» MATERIAL
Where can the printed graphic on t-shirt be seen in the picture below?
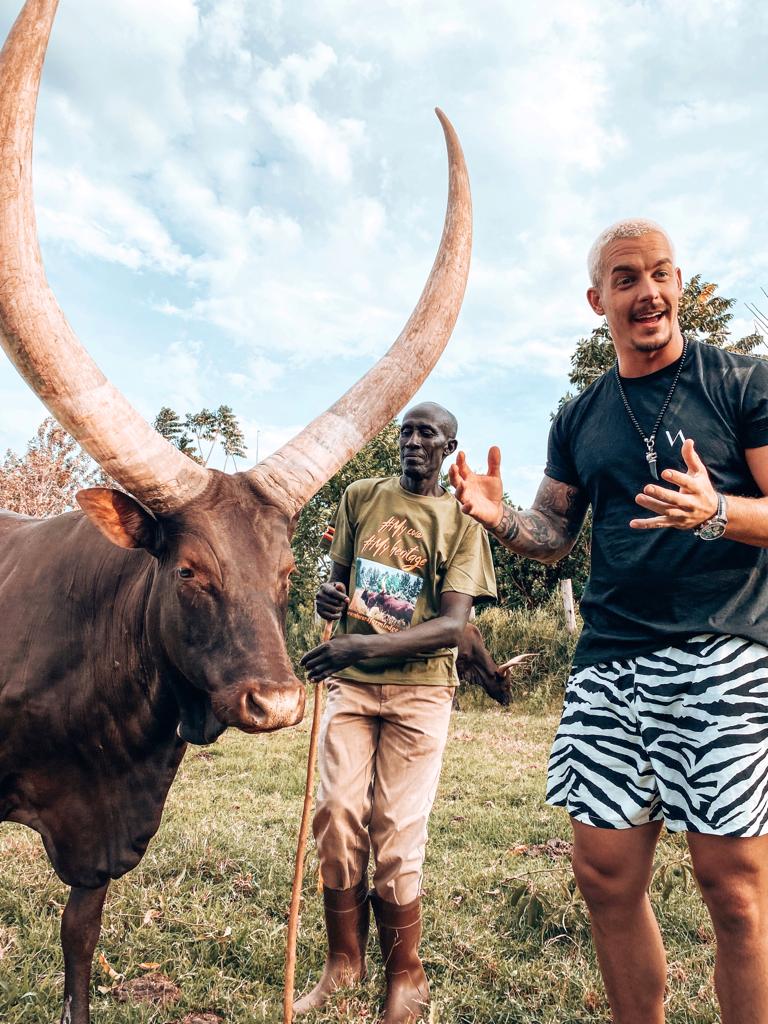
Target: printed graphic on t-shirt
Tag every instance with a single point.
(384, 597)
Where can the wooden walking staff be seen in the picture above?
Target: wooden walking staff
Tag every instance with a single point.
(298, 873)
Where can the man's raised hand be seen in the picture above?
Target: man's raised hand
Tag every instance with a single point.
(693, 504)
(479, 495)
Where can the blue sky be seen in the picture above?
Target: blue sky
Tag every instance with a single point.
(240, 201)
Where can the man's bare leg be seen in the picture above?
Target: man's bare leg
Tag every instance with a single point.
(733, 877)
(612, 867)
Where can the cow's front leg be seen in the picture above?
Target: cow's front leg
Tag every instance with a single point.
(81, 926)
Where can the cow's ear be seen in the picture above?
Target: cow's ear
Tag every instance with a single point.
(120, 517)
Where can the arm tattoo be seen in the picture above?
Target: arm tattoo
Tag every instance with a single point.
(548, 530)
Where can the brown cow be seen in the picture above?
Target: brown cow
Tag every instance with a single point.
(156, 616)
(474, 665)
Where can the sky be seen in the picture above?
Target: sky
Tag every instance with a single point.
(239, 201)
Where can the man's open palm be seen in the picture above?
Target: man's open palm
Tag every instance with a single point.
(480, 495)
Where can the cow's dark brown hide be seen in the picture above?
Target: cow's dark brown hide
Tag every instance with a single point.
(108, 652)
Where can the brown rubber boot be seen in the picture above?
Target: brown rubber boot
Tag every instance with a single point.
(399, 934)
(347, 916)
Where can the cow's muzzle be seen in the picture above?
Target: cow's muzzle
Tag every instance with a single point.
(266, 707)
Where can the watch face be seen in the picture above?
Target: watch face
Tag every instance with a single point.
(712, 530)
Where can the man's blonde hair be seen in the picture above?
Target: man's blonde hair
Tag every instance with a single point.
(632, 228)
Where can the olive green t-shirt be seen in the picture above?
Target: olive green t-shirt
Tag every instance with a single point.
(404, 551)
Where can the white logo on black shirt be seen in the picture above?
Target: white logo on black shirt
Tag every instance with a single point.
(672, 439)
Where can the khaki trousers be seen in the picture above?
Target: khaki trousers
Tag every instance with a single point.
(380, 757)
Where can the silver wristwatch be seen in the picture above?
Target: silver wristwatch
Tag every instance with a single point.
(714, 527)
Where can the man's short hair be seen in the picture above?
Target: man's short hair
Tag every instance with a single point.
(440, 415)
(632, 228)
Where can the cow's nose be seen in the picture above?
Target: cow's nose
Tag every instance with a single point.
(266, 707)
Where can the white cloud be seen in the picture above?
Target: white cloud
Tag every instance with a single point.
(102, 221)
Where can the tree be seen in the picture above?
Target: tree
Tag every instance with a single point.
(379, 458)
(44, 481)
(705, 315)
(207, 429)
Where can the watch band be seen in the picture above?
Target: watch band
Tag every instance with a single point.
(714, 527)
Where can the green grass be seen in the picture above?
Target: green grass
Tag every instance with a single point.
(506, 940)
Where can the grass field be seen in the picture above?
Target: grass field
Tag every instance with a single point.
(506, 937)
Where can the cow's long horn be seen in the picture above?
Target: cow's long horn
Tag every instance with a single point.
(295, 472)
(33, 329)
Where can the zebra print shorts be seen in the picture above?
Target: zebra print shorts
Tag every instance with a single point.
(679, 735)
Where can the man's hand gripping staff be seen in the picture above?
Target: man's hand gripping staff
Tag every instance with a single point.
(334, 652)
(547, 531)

» TASK DIRECTIONS
Skipping the pictures, transcribe each line above exactly as it appears.

» RESPONSE
Where can the printed graphic on t-shirt be seen in the picture below?
Target: printed graphic on t-shirt
Tag every instance with a single point.
(384, 597)
Where can the wooden walking staff be seen in the picture above?
Target: wooden walking staff
Tag every instance with a single point.
(298, 873)
Where can the man's raised hand be seen in the picture above?
Target: man's raised hand
Tag every instance with a single point.
(693, 504)
(479, 495)
Where can the blue sky be seen in the picture above?
Target: blue sky
Tag every instance with a single point.
(240, 201)
Where can the man's bare leg be seen in the picture above?
Target: man's bare leg
Tag every instance with a single point.
(733, 877)
(612, 867)
Where can the cow's front leg be seen in the picture above?
Target: cow's front leg
Tag every instance with a single point.
(81, 926)
Where can the cow's ear be seen in the picture above?
Target: cow's ear
Tag every instance with a single point.
(120, 517)
Where can the arm tattoo be seen in the picture above?
Target: arm tattoo
Tag every instance with a single point.
(548, 530)
Where can the brown cow be seen in the picture above?
Target: brown cow
Tag every instance with a single point.
(156, 616)
(474, 665)
Where can the sky be seen in the picture above?
Target: sky
Tag every instance with a single point.
(239, 201)
Where can the man's open palm be seen in the picture above?
Target: man's open palm
Tag every instance with a single point.
(480, 495)
Where can the cow's dark brown hide be seen in the picture above?
Target: cow's dark brown hide
Tag every instance with a single point.
(108, 652)
Where can the brown rubber boot be seen in the picture above?
Target: brown rubber boot
Tag every instance with a single point.
(399, 934)
(347, 916)
Where can the cow's muzzle be seen in the picture above?
Target: cow's muzzle
Tag every instance with a single point.
(266, 707)
Where can the watch face be seen in the picture above?
Target: watch face
Tag every instance with a single point.
(712, 530)
Where can the man's blonde hair be seen in the picture above?
Target: man's blonde hair
Tag every instance with a single point.
(632, 228)
Where can the olive green t-shirt be seen in the picture above?
Target: olive green t-shirt
Tag every instance with a single point.
(404, 551)
Where can the white logo on black shirt be seen in the picture above?
Target: white logo on black shirt
Tag every instance with a single point.
(672, 439)
Where can the khaki trousers be seen in the picture above?
Target: khaki trousers
Tag every instance with a single point.
(380, 757)
Where can the silver wristwatch be seen in the picture above?
Target: silver wristwatch
Tag every instance with a single point.
(714, 527)
Where can the man's short hair be seen in the picture above?
Target: man's short hair
Tag every instance with a single point.
(440, 415)
(632, 228)
Where can the cow's nose be seen in the picture above?
Target: cow's nose
Tag every instance with a single point.
(266, 707)
Where can the white cloud be seen in the picture above?
Target: white cloud
Tag every instance with a single point.
(102, 221)
Where can the tree be seen in the picture above?
Target: tree
Tag every instance with a single point.
(379, 458)
(44, 481)
(705, 315)
(207, 429)
Where can the watch band be seen in the picture above?
Target: watch band
Tag every instance with a single point.
(714, 527)
Where can the green grass be seen in the picture above?
Target: green grass
Tag every instance with a single point.
(506, 940)
Where can the grass field be seen in the picture above?
Target: grass field
Tag every instance with a single point.
(506, 937)
Where can the cow's long horn be seen in the picture above?
Target: cow's long horn
Tag every instance with a single point.
(295, 472)
(33, 329)
Where can the zebra print shorts be seen in the picture above?
Target: zebra print shorts
Tag every instance with a single point.
(679, 735)
Where can the man's hand gripping staff be seen in the picture above?
Target: man's hand gripping staff
Tag every instance with a single point.
(334, 652)
(547, 531)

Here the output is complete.